---------- Dataset records

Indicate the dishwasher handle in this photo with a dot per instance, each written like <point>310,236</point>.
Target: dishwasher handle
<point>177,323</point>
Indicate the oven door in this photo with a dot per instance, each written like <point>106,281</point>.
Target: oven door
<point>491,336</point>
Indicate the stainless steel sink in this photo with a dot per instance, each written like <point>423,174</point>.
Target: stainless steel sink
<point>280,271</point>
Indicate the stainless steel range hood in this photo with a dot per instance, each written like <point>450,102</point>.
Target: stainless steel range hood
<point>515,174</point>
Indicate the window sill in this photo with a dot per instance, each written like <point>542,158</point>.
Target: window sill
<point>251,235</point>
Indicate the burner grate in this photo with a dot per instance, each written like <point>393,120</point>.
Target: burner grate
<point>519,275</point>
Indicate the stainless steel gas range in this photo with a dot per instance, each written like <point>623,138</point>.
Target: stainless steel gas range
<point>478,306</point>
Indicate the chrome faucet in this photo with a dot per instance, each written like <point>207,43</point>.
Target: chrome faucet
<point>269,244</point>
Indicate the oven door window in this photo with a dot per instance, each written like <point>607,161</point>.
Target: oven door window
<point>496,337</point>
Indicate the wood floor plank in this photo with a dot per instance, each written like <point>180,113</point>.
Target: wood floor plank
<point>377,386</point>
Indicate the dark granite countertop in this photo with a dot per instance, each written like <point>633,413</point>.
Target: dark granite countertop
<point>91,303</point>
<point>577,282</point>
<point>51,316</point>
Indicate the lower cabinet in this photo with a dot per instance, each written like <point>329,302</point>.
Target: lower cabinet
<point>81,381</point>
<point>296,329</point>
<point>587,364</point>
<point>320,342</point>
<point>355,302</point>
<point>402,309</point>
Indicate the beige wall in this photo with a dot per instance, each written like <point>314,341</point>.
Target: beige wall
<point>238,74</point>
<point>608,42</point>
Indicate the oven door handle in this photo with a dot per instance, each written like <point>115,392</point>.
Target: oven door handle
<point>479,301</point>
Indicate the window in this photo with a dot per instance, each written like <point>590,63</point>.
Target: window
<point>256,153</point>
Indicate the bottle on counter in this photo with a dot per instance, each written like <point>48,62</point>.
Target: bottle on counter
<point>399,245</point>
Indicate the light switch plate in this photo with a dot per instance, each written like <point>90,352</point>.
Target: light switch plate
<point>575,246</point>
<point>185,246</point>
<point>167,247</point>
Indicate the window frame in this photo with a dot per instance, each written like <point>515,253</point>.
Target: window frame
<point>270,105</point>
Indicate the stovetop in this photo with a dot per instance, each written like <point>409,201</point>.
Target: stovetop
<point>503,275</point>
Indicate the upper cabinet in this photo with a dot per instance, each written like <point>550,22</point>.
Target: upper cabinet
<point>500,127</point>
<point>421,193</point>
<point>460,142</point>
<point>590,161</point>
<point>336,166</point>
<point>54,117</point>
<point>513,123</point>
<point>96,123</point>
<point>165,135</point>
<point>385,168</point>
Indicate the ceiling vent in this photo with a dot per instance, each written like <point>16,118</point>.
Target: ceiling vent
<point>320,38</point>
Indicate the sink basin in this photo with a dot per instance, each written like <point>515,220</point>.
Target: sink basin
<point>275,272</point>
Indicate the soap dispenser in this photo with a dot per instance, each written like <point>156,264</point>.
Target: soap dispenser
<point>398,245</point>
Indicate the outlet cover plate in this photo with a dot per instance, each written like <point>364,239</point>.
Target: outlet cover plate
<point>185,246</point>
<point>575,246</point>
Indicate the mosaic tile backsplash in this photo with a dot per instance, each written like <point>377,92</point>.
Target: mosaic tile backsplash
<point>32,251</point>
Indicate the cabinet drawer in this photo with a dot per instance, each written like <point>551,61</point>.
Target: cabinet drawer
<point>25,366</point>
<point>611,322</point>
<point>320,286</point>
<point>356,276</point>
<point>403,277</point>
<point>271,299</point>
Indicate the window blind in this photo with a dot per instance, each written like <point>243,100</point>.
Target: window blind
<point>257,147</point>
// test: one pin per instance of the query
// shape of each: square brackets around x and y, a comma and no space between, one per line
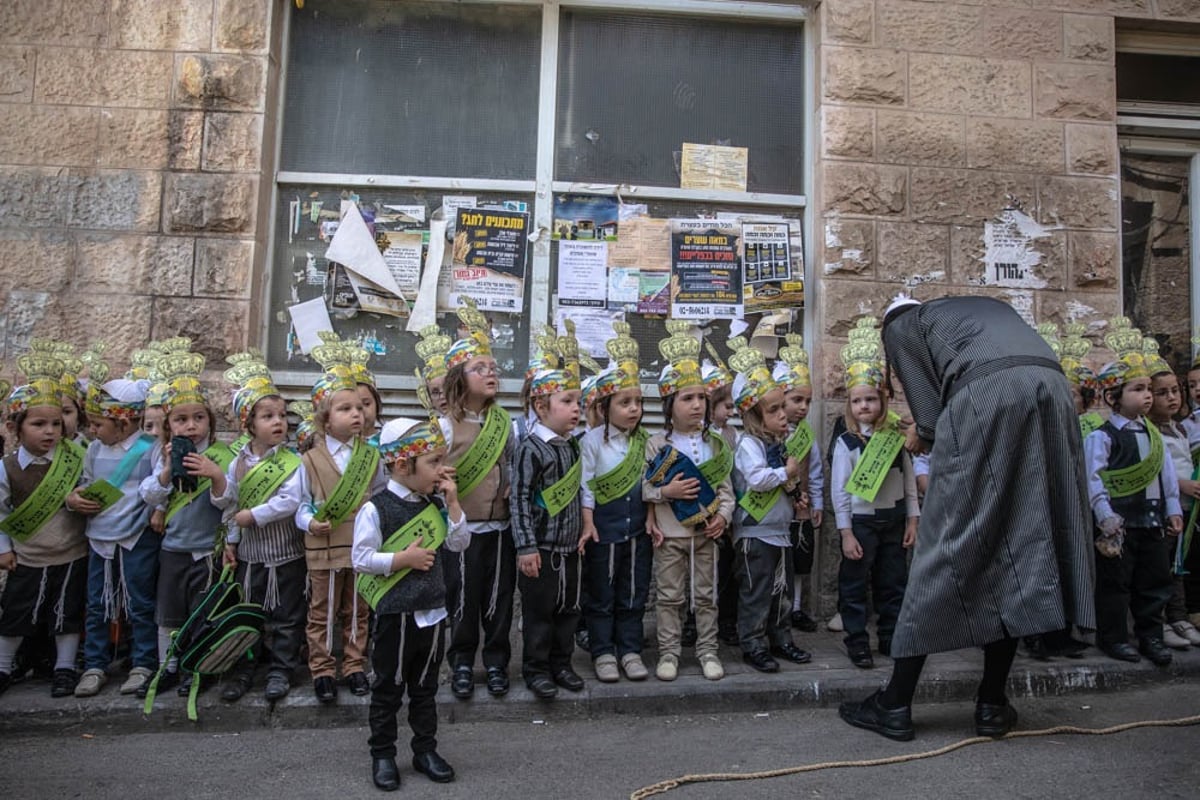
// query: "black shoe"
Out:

--------------------

Exactly repeat the lines running from the top of the listing to the line bearing "Indicate the stainless steel range", both of those lines included, and only them.

Indicate the dishwasher handle in this photo with a dot per instance, each written like <point>310,236</point>.
Target: dishwasher handle
<point>177,323</point>
Indicate the oven door in this photo with a dot per instance, each written like <point>106,281</point>.
Target: oven door
<point>491,336</point>
Indicate the stainless steel sink in this photo with a dot per instance, each written like <point>423,174</point>.
Target: stainless steel sink
<point>280,271</point>
Indicate the stainless steel range hood in this photo with a dot per instance, each written like <point>450,102</point>.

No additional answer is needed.